> _Извлечённый текст_:
◇ ◇ ◇
Неубитый автор, инфантильный романтик и социальный эксперимент: 6 текстов из лонга премии ФИКШН35

В конце мая было объявлено о новой премии для молодых авторов ФИКШН35, инициатором создания которой стал литературный критик и блогер Владимир Панкратов. В рамках премиального процесса предполагается несколько обсуждений текстов, вошедших в лонг-лист  — так, например, следующая встреча состоится 12 июля в петербургском «Порядке слов». Одним из членов жюри премии стала главный редактор «Прочтения» Полина Бояркина, которая параллельно с дискуссиями будет вести колонку о книгах длинного списка. В первом выпуске — разговор о размывании жанровых границ.

Как кажется, любое хорошее произведение искусства, с одной стороны, размывает жанровые границы, а с другой — устанавливает какие-то новые. Пожалуй, самый банальный пример здесь — Пушкин, который писал «не роман, а роман в стихах — дьявольская разница». В большей или меньшей степени есть это и во всех текстах длинного списка, с которыми я уже успела познакомиться. В случае же с теми, о которых речь пойдет сегодня, уместно говорить не о конкретных жанрах романа, рассказа, повести и так далее, а о чуть более широких категориях, поскольку все они написаны на стыке фикшена и нон-фикшена.

Полностью к нон-фикшену можно отнести «Почти два килограмма слов» Алексея Поляринова и вызывает сомнение присутствие книги в длинном списке — особенно на фоне остальных произведений, да еще и романа того же Поляринова. При том, что мне очень импонируют и стиль текстов, которые написаны в мире, где автор не был убит Роланом Бартом и оттого торжествующе помахивает читателю почти из-за каждого слова, и красной нитью проходящая идея важности осмысления в литературе актуальной современности. Этот сборник невероятно обаятелен, как раз по причине, уже обозначенной выше: за приключениями мысли Поляринова следить не менее увлекательно, чем за героями какого-нибудь экшена, и тем не менее для меня в первую очередь это сборник именно эссе — то есть текстов категории нон-фикшен.
◇ ◇ ◇
> _Предоставленные материалы_:
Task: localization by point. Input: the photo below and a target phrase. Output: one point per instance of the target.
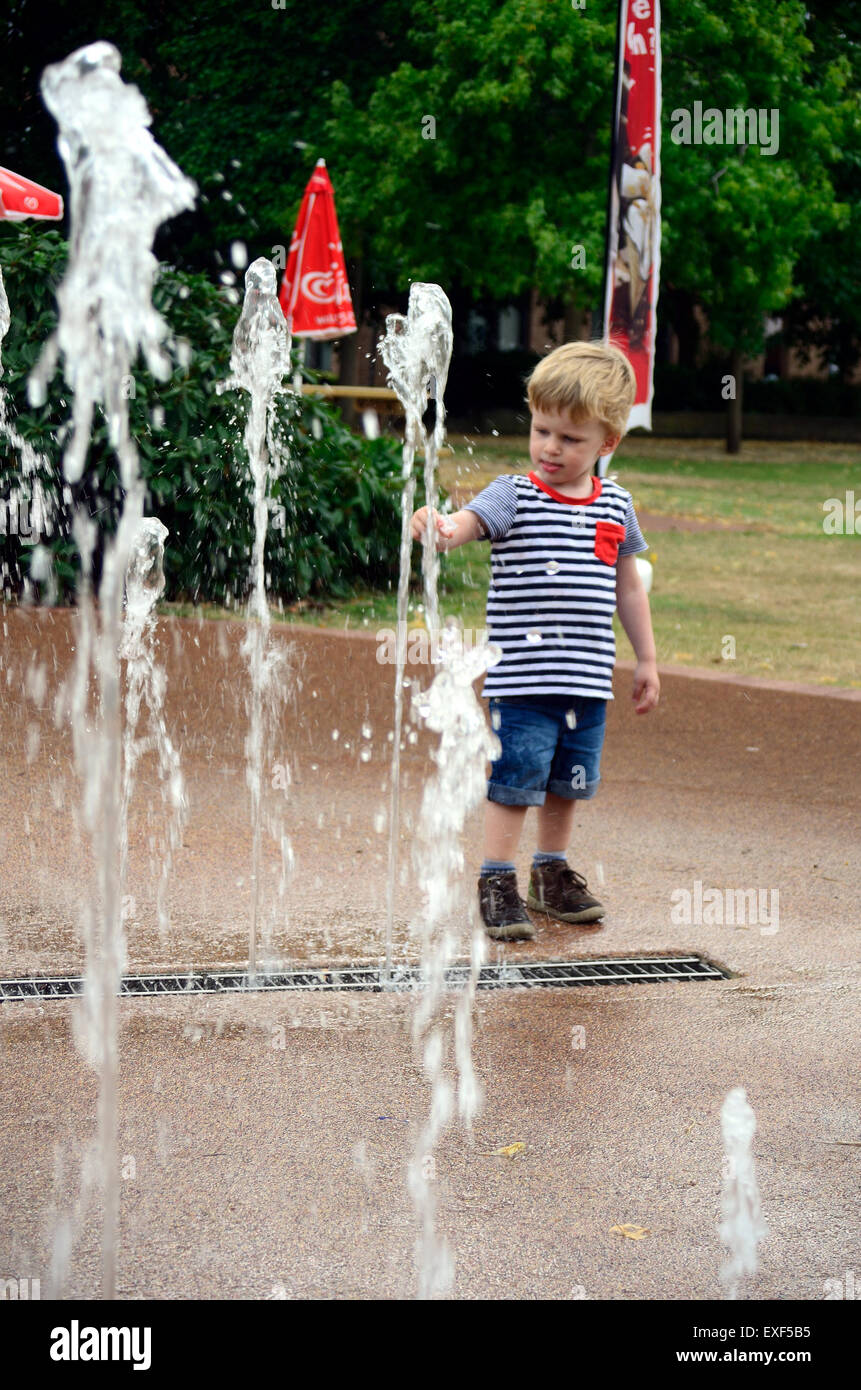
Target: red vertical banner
(633, 242)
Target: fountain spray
(260, 360)
(743, 1226)
(146, 684)
(121, 188)
(34, 469)
(416, 352)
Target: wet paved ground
(264, 1140)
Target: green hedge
(341, 492)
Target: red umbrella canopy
(315, 292)
(21, 198)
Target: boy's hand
(419, 524)
(647, 687)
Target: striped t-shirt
(552, 592)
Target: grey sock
(497, 866)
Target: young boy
(562, 560)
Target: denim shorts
(541, 752)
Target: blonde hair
(590, 381)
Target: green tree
(826, 314)
(736, 221)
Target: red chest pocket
(608, 538)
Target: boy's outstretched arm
(451, 530)
(632, 605)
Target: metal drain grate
(529, 975)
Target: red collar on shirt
(572, 502)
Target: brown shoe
(562, 893)
(502, 908)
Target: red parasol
(315, 292)
(21, 198)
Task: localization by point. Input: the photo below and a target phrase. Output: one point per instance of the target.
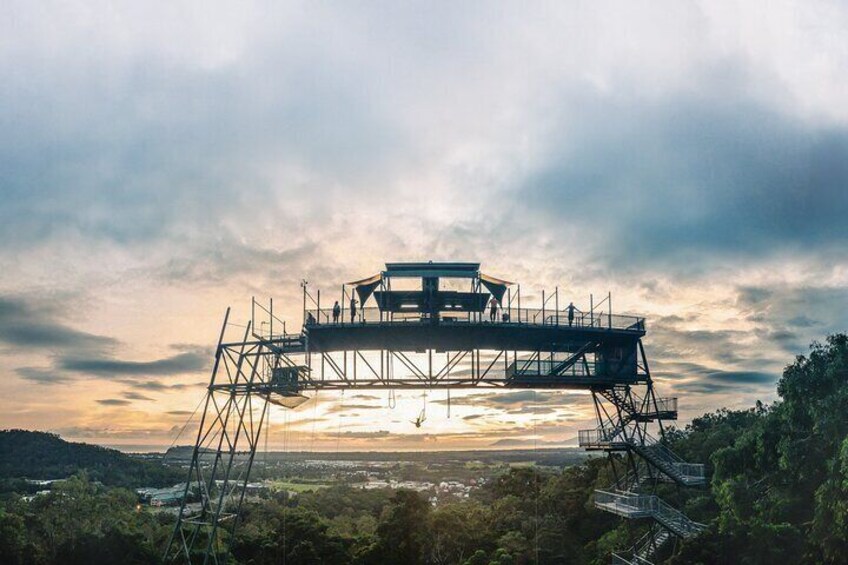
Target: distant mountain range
(40, 455)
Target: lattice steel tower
(431, 338)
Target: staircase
(635, 505)
(664, 459)
(645, 549)
(652, 451)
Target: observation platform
(473, 319)
(522, 330)
(436, 317)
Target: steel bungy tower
(438, 339)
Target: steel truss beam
(243, 382)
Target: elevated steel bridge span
(431, 338)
◇ ◇ ◇
> _Ваше задание_:
Ответьте на вопросы по тексту о премии ФИКШН35:
(a) Кто стал инициатором создания премии?
(b) Когда и где состоится следующая встреча для обсуждения текстов?
(c) Какую книгу в тексте полностью относят к нон-фикшену?
Строки — это отдельный материал, не связанный с текстом.

> _Ответ на задание_:
(a) Литературный критик и блогер Владимир Панкратов.
(b) 12 июля в петербургском «Порядке слов».
(c) «Почти два килограмма слов» Алексея Поляринова.